Identify each line in the rows below that contains the word "evergreen", and copy those lines.

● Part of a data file
--- Start ---
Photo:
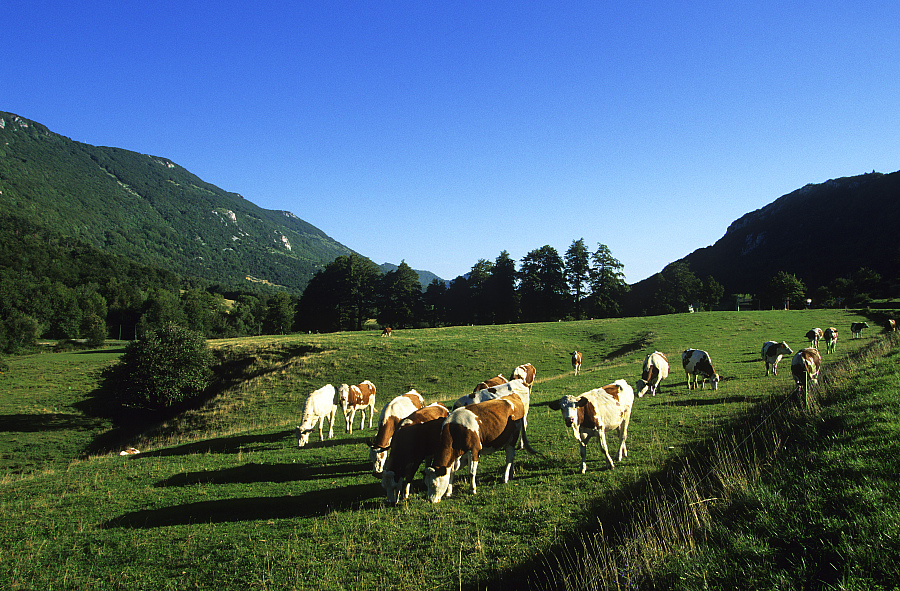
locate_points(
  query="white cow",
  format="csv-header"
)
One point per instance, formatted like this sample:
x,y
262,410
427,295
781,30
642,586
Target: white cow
x,y
595,412
320,405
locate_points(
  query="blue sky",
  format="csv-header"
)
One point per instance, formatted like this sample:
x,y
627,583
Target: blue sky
x,y
441,133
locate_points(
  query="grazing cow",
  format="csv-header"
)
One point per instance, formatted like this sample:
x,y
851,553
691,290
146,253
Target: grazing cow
x,y
805,367
814,336
417,438
830,339
526,373
475,430
595,412
698,368
358,398
495,381
388,422
772,353
654,371
576,361
320,405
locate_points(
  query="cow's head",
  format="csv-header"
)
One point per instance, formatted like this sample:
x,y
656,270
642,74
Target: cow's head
x,y
302,436
569,406
438,482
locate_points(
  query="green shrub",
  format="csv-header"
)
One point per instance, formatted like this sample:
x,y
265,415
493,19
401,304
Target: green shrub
x,y
167,365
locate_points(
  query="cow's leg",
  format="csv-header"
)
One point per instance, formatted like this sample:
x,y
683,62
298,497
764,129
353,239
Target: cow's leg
x,y
510,457
606,447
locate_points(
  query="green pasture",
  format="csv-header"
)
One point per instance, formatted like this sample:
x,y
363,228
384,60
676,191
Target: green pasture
x,y
221,497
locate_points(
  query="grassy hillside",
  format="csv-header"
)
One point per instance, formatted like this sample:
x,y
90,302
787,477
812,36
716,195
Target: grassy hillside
x,y
222,498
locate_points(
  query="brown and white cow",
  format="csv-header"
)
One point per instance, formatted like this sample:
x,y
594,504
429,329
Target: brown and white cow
x,y
698,368
805,367
495,381
814,335
772,353
654,371
388,422
576,361
595,412
320,405
830,339
476,430
416,439
357,398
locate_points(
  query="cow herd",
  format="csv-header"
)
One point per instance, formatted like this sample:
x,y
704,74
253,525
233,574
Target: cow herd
x,y
493,416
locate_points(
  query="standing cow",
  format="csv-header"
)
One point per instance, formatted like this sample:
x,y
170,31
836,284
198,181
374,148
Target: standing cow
x,y
320,405
654,371
576,361
388,422
814,335
857,327
830,339
698,368
805,368
476,430
358,398
595,412
772,353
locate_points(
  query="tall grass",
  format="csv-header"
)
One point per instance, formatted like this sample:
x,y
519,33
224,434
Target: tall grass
x,y
222,498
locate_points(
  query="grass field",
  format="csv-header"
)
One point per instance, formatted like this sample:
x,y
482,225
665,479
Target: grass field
x,y
221,497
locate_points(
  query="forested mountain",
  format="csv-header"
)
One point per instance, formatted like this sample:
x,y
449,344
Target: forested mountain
x,y
153,211
818,233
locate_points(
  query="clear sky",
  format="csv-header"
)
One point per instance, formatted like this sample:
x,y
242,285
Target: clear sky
x,y
441,133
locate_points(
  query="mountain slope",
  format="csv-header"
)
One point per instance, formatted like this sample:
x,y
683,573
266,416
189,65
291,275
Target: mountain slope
x,y
818,233
153,211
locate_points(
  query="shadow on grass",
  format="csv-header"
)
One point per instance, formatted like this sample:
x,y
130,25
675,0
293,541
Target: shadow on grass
x,y
311,504
252,473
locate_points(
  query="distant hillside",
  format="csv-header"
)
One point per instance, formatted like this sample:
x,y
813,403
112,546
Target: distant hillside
x,y
153,211
818,233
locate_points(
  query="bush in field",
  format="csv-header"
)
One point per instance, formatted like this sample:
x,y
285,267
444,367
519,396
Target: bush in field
x,y
167,365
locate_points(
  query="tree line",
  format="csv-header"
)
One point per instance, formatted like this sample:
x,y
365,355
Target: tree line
x,y
55,287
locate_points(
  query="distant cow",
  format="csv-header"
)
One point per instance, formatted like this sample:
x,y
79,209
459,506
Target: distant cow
x,y
772,353
495,381
388,422
319,405
475,430
830,339
814,335
416,439
654,371
698,368
526,373
805,367
357,398
856,328
576,361
595,412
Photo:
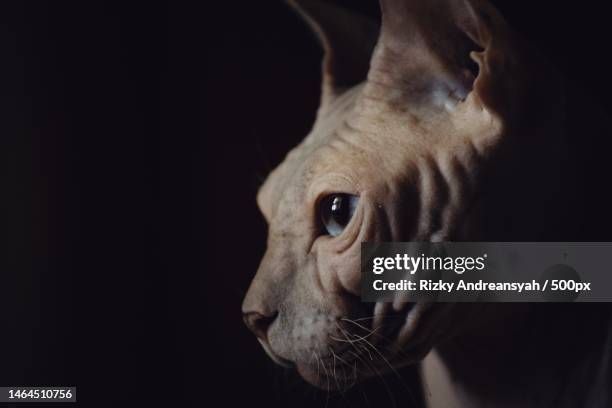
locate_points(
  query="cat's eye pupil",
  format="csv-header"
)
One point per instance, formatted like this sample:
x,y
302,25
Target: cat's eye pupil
x,y
336,212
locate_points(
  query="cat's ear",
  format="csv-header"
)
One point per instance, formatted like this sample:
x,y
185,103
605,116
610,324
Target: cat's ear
x,y
443,52
347,38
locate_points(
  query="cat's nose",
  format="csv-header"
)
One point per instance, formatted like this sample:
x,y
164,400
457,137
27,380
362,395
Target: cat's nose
x,y
259,323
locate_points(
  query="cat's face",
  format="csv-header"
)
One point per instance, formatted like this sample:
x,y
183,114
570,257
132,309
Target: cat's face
x,y
397,157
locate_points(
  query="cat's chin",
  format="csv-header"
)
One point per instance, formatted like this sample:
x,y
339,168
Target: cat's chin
x,y
325,379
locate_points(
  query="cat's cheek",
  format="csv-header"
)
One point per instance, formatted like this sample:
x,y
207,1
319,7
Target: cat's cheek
x,y
343,272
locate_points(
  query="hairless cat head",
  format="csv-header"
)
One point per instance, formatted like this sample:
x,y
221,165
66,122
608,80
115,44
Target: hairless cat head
x,y
425,132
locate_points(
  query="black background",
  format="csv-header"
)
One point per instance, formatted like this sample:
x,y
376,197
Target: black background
x,y
134,137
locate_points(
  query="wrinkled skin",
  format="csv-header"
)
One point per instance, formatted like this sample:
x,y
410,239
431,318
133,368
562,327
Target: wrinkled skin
x,y
422,133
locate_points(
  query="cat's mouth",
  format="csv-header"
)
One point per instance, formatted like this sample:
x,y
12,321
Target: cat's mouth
x,y
373,346
283,362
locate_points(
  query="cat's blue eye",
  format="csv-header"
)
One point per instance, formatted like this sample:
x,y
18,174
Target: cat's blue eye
x,y
336,211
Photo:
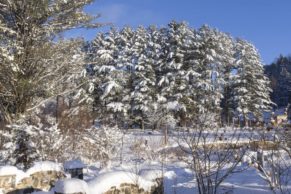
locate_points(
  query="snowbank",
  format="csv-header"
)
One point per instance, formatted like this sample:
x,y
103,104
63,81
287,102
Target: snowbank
x,y
72,164
44,166
12,170
105,181
42,192
151,175
71,186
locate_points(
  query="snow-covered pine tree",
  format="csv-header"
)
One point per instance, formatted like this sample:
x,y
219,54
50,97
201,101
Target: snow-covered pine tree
x,y
27,28
251,91
111,52
180,40
225,58
211,64
143,75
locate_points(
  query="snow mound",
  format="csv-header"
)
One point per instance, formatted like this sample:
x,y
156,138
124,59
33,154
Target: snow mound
x,y
12,170
72,164
42,192
44,166
105,181
71,186
151,175
170,175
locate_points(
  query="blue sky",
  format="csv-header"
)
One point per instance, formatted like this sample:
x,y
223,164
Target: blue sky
x,y
265,23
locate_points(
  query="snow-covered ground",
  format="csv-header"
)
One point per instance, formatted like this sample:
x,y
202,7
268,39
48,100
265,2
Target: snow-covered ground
x,y
143,158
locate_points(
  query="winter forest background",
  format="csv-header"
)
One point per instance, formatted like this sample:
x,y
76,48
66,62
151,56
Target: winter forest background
x,y
65,98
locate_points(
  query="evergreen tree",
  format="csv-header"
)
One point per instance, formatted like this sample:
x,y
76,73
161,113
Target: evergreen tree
x,y
27,30
251,92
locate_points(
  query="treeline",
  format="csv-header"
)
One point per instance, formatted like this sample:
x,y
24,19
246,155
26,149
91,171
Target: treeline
x,y
125,77
138,76
279,73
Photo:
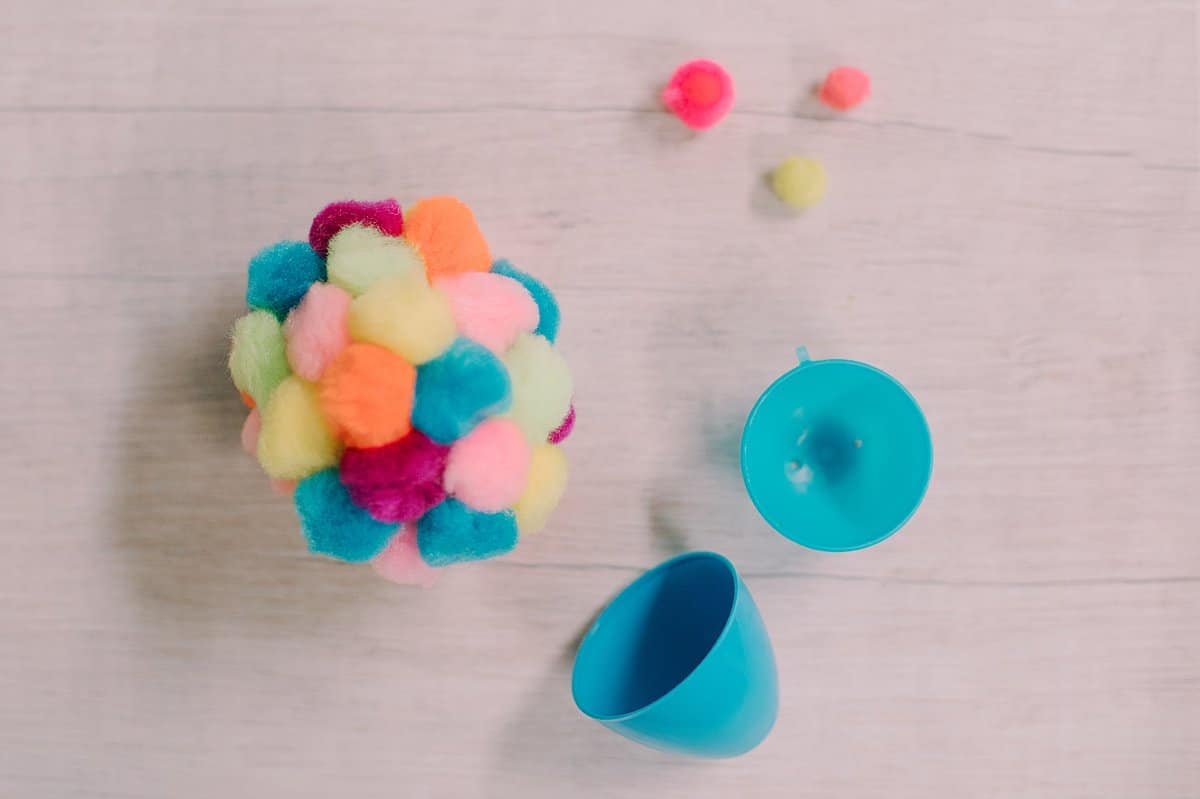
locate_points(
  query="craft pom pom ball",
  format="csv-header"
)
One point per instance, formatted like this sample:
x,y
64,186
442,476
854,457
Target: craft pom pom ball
x,y
406,385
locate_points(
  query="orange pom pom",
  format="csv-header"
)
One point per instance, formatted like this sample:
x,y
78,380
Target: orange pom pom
x,y
445,235
367,395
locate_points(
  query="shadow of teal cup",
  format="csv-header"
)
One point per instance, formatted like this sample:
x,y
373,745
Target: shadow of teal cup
x,y
681,661
837,455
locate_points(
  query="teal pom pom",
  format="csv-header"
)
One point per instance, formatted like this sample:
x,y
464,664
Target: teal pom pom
x,y
334,524
280,276
547,307
457,390
453,533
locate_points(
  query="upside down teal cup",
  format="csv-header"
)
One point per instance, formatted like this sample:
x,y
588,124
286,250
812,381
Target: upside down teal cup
x,y
837,455
681,661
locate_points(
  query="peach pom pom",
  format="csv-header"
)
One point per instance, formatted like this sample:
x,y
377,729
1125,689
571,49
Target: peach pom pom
x,y
487,469
367,395
401,560
443,229
316,330
490,308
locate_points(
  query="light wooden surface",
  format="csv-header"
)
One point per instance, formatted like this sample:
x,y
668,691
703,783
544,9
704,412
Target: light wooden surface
x,y
1011,229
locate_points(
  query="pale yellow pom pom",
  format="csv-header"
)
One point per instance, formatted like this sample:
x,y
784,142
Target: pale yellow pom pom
x,y
799,182
406,316
295,440
541,386
543,491
360,256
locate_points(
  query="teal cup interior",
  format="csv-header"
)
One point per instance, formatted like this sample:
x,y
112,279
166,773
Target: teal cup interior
x,y
837,455
681,661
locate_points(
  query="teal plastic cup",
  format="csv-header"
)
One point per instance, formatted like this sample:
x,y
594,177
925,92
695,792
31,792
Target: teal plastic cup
x,y
837,455
681,661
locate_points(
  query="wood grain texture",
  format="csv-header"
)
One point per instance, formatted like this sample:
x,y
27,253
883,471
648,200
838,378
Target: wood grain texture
x,y
1012,229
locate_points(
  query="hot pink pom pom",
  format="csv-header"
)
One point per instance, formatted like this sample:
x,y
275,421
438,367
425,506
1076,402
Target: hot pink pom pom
x,y
845,88
316,330
250,430
401,560
487,469
383,215
490,308
397,481
559,434
700,92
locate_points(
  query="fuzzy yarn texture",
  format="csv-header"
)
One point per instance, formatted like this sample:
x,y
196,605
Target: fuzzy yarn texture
x,y
382,215
700,94
333,524
280,275
397,481
402,388
453,533
845,88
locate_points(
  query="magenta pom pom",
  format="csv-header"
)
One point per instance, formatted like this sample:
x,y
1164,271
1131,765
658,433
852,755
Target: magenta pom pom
x,y
397,481
559,434
401,560
383,215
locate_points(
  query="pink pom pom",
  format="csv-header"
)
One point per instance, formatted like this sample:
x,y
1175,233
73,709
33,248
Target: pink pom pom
x,y
250,430
559,434
700,94
316,330
383,215
490,308
487,469
845,88
397,481
401,560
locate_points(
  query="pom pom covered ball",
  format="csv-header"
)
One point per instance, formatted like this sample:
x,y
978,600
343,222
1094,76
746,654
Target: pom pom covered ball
x,y
405,386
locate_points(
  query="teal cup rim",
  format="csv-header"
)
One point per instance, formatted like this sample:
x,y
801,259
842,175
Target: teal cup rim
x,y
805,364
646,576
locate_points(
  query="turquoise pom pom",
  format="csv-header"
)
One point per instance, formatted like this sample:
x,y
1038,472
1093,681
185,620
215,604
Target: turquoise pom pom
x,y
334,524
453,533
547,307
457,390
280,275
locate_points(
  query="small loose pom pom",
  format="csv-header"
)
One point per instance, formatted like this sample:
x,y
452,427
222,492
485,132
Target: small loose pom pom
x,y
401,560
799,182
541,386
316,330
258,356
457,390
563,431
490,308
397,481
544,490
295,439
487,468
700,94
406,316
845,88
444,232
360,256
382,215
279,276
454,533
334,526
367,395
547,307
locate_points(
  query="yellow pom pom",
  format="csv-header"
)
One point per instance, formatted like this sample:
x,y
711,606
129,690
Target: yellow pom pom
x,y
360,256
258,359
801,182
406,316
543,491
541,386
295,440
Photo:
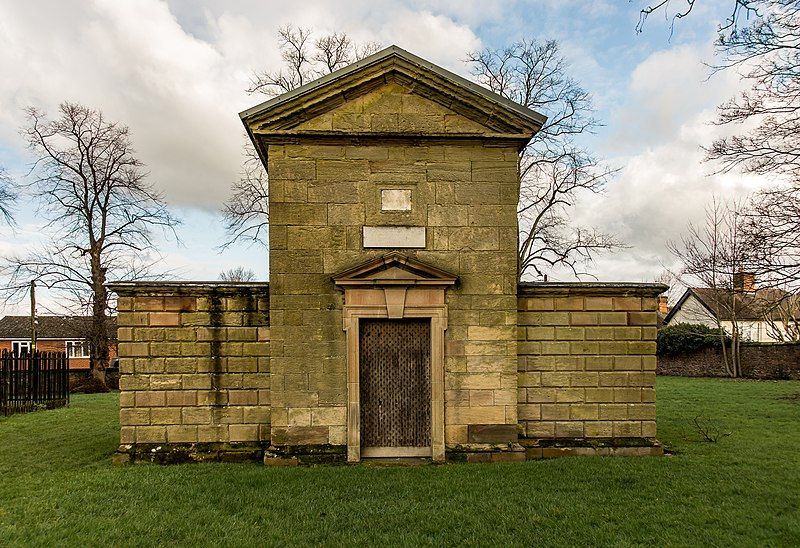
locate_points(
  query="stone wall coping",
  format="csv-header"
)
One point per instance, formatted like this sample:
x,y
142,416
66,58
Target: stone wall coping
x,y
591,288
186,287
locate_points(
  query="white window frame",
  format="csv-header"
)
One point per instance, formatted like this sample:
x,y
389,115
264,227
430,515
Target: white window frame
x,y
70,346
17,347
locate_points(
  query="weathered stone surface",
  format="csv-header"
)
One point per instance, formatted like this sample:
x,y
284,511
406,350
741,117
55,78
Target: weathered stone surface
x,y
582,370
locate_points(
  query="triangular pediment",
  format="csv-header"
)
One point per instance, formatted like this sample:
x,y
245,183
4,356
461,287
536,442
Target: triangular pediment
x,y
395,269
393,66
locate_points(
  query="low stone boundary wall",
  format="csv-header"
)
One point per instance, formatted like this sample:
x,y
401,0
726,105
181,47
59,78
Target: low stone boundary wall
x,y
194,366
587,364
767,361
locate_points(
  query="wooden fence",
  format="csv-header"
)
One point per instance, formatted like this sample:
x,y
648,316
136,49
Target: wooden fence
x,y
33,381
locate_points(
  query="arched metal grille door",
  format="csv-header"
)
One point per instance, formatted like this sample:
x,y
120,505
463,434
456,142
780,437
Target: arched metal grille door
x,y
395,386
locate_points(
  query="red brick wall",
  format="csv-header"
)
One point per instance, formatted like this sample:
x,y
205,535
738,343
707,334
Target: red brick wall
x,y
60,346
759,361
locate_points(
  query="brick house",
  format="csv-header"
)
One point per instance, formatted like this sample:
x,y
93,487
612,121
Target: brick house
x,y
393,324
54,334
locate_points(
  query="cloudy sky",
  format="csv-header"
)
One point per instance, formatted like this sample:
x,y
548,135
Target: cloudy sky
x,y
175,72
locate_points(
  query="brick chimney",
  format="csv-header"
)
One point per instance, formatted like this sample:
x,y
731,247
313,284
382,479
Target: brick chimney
x,y
663,307
744,281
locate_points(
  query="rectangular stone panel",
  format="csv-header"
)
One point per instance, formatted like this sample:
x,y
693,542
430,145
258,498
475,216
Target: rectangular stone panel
x,y
394,236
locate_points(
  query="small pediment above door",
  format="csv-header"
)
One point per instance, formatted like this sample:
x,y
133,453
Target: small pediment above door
x,y
394,269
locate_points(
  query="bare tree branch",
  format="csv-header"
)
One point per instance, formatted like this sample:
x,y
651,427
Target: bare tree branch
x,y
237,274
714,255
246,212
100,209
741,9
554,171
7,197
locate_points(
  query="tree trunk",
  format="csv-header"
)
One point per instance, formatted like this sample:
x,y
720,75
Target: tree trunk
x,y
98,338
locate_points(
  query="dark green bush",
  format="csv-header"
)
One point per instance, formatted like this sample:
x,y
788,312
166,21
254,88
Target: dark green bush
x,y
686,337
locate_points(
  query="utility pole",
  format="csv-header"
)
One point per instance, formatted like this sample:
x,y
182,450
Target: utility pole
x,y
33,316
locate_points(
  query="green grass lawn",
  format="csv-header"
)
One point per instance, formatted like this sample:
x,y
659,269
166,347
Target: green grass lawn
x,y
58,487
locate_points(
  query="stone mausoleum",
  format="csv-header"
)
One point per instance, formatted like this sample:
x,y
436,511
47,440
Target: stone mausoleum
x,y
393,325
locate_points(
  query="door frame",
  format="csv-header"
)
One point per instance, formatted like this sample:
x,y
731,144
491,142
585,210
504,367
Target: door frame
x,y
430,305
--- End ---
● Exercise solution
  query="evergreen tree",
Target: evergreen tree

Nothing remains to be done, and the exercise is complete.